> [WORK TO DO] Count the lines in the listing below that contain the word "sprig". Reply with the number only.
****
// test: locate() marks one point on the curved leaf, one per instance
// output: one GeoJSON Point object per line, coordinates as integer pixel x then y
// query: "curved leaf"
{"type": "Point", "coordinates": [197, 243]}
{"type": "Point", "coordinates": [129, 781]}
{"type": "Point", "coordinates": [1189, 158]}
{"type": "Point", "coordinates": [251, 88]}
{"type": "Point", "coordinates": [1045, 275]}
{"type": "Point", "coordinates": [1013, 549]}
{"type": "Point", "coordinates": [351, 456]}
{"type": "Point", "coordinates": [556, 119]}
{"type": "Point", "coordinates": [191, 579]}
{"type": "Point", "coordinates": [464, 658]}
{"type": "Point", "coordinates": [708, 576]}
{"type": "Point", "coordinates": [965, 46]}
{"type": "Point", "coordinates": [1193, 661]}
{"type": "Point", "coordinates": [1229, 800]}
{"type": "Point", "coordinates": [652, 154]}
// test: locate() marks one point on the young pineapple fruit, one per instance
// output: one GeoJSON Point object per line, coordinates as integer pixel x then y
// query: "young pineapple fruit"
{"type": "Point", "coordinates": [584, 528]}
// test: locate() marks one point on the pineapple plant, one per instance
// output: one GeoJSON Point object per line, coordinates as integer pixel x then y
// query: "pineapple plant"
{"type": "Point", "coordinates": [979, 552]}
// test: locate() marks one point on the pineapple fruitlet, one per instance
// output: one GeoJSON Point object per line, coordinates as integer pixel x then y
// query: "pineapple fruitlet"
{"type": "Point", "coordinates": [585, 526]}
****
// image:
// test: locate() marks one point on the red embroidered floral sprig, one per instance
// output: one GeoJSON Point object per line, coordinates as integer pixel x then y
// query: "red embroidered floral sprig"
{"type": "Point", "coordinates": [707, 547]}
****
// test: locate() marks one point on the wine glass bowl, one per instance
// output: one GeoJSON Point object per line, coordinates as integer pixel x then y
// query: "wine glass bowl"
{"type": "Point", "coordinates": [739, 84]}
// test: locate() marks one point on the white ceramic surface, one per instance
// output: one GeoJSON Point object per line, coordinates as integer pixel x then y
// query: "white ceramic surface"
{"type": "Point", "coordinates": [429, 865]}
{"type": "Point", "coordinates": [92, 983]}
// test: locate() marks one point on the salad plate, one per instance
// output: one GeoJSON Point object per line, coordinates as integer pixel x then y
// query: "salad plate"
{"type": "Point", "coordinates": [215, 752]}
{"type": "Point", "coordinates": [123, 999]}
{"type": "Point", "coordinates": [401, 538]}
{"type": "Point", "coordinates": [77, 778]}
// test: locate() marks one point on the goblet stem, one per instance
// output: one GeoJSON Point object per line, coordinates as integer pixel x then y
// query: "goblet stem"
****
> [EXPECTED ANSWER] 2